> THE REQUEST
In the article below on Great Salt Lake water rights, what does Utah state code count as "small amounts" of water?

In two years, the state approved about 2,500 acre-feet of new water rights within the Great Salt Lake basin under exceptions in a moratorium – including hundreds of acre-feet within view of the lake’s north arm.
While water use varies from home to home, the average Utah household uses around 0.5 acre-feet a year, according to the Utah Division of Water Rights, meaning those rights are the equivalent of about 5,000 new homes.
But, as Utahns reel from a housing crisis, most of those new water rights won’t be used to flush a toilet, take showers or do a load of laundry. Farming and ranching will account for more of the water used by the new rights holders.
In late 2022, Gov. Spencer Cox signed a proclamation closing the Great Salt Lake basin to new water rights appropriations as the lake was at its historic low. The proclamation came with some caveats.
Non-consumptive uses that return water to the system, like hydropower generation, can move forward. Applicants with plans to offset the water they deplete also have exceptions, as do applications for “small amounts” of water.
Utah state code defines “small amounts” as the water needed for a single residence, to irrigate a quarter-acre and to support 10 cows. That’s about 1.73 acre-feet a year – more than 563,000 gallons, though it can be more in some areas of the state.
In the two years following Cox’s proclamation, the Utah Division of Water Rights received about 300 applications for more than 230,000 acre-feet within the USGS boundaries of the Great Salt Lake Basin, based on data the state provided to The Salt Lake Tribune. That doesn’t include any applications the state has received since Oct. 29, 2024.
(Rick Egan | The Salt Lake Tribune) Cattle graze on land about 10 miles away from Spiral Jetty and the shore of the Great Salt Lake on Tuesday, Jan 14, 2025. The state granted Keller Cattle Corp., a company with ties to Utah House Speaker Mike Schultz, more than 550 acre-feet of new water rights for grazing in this area in 2024.
A Tribune analysis mapped those water rights, confirmed with the state that they fell within the USGS boundaries and found the division approved 2,517 acre-feet of new water rights within the basin.
Most of those rights are for irrigation and stock watering, including for a company associated with Utah House Speaker Mike Schultz. In a 2024 conflict of interest disclosure, Schultz listed Keller Cattle Corp. as an organization in which he is either an “owner or officer” and received at least $5,000 in income during the previous year.

> RECORDED INFORMATION
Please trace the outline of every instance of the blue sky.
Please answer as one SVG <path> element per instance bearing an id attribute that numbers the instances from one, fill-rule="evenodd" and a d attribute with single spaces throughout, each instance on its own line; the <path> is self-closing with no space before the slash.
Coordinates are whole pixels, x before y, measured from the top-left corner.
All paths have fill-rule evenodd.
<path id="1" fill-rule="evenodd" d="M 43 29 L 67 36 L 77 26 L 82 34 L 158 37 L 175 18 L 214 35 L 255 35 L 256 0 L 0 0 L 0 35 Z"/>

> WRITTEN RESPONSE
The water needed for a single residence, to irrigate a quarter-acre and to support 10 cows.